Enunciado del ejercicio - ¿Puedes disponer en una tabla Markdown las líneas que empiezan con la que contiene "As a warehouse robot's perception module, locate toilet in" y siguen hasta la que contiene "0,0,390,260", ambas incluidas? Omite las líneas en blanco y usa las columnas "Número" y "Línea".

Las filas -
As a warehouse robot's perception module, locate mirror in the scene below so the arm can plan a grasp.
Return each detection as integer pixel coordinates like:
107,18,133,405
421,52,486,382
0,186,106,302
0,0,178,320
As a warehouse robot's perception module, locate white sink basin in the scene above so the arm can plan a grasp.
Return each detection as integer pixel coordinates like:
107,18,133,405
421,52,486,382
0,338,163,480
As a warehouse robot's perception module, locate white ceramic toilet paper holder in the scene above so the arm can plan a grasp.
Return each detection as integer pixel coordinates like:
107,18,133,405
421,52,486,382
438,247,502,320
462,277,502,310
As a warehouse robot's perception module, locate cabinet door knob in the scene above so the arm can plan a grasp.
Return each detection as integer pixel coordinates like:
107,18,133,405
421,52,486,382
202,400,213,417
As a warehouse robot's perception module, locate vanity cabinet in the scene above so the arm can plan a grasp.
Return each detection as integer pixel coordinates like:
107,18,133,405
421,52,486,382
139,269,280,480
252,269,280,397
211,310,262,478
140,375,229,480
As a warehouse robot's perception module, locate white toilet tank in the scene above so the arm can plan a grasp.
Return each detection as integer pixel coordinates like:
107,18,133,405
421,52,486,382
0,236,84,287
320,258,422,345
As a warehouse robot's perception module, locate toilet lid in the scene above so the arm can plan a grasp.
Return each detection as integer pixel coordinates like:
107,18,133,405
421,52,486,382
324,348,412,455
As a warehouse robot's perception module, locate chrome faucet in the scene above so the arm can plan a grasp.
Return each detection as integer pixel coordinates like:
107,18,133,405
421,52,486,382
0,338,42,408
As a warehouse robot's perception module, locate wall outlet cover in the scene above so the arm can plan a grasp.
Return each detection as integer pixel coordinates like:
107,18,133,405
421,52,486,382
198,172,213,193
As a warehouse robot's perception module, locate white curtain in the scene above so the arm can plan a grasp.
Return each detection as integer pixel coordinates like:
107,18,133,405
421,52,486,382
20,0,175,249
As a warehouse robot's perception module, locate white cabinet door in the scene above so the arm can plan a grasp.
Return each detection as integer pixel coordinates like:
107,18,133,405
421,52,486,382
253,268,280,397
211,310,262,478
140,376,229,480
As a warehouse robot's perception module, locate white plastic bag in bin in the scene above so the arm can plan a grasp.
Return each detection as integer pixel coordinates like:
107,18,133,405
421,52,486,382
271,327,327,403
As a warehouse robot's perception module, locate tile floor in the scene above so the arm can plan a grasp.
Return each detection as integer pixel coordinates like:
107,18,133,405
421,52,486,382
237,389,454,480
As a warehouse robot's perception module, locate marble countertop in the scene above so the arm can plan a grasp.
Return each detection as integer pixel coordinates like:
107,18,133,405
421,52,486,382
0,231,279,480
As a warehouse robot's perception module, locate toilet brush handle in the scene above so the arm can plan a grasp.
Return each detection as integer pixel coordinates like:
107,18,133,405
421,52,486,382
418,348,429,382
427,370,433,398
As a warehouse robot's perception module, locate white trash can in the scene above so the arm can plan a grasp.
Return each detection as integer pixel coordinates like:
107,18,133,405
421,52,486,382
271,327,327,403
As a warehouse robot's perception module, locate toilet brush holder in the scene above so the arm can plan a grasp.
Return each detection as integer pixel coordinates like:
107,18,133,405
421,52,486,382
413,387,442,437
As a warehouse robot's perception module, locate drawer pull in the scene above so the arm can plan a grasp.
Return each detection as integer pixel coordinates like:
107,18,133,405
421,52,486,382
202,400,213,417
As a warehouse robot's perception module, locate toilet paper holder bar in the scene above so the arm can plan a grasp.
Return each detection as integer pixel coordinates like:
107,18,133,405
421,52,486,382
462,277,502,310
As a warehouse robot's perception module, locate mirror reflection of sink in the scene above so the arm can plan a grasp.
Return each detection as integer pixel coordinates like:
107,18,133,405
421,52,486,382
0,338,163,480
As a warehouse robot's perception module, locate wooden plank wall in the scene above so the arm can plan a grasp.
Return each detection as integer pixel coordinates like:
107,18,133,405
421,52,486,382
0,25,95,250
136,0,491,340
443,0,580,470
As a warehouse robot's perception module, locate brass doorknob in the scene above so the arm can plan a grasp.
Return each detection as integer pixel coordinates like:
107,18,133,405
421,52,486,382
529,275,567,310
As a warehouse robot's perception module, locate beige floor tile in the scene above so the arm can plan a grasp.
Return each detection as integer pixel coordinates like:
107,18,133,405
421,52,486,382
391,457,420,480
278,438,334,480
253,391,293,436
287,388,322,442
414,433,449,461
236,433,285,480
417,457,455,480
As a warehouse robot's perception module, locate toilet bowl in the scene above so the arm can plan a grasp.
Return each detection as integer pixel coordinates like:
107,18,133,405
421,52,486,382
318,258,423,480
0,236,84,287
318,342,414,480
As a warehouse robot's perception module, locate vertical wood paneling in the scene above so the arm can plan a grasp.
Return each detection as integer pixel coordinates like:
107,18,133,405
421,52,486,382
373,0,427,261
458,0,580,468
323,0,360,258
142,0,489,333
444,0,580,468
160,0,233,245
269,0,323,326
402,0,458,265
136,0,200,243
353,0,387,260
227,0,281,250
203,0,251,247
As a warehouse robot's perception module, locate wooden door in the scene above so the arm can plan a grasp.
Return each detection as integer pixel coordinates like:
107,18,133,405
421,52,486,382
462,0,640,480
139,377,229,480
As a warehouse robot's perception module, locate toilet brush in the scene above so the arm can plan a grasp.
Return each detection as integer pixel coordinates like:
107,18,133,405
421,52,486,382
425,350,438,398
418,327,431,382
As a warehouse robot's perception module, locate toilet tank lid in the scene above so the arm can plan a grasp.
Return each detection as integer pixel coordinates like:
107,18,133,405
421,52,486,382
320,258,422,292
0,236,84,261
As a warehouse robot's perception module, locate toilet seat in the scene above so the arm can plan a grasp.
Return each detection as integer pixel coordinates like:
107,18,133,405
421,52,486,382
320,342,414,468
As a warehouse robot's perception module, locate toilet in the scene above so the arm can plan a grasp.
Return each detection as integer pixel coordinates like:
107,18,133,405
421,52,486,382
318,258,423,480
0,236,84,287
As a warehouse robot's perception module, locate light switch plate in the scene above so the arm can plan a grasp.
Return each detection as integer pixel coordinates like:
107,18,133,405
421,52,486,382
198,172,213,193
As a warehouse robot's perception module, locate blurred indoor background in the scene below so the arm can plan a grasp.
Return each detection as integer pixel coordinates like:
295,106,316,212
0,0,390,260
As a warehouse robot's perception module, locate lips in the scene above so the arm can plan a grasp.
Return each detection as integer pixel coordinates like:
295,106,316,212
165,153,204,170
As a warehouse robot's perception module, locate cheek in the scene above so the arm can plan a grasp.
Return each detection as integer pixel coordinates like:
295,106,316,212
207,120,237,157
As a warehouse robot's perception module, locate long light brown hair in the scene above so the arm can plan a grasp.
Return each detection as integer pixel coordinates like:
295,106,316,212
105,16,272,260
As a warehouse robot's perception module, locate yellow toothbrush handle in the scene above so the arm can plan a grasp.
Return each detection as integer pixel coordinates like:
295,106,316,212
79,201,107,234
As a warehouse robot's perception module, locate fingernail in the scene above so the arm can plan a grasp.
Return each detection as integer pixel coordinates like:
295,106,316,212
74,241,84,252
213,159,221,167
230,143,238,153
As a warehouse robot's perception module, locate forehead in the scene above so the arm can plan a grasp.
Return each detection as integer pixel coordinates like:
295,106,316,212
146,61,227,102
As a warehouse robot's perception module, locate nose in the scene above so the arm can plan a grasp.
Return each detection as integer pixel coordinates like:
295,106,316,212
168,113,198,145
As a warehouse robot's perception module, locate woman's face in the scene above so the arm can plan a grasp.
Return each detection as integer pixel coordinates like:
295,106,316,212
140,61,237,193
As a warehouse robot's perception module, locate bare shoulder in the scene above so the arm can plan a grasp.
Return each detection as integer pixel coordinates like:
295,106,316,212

Respuesta al ejercicio -
| Número | Línea |
|---|---|
| 1 | As a warehouse robot's perception module, locate toilet in the scene above so the arm can plan a grasp. |
| 2 | Return each detection as integer pixel coordinates like: |
| 3 | 107,18,133,405 |
| 4 | 421,52,486,382 |
| 5 | 318,258,423,480 |
| 6 | 0,236,84,287 |
| 7 | As a warehouse robot's perception module, locate light switch plate in the scene above so the arm can plan a grasp. |
| 8 | Return each detection as integer pixel coordinates like: |
| 9 | 107,18,133,405 |
| 10 | 421,52,486,382 |
| 11 | 198,172,213,193 |
| 12 | As a warehouse robot's perception module, locate blurred indoor background in the scene below so the arm can plan a grasp. |
| 13 | Return each detection as integer pixel coordinates like: |
| 14 | 295,106,316,212 |
| 15 | 0,0,390,260 |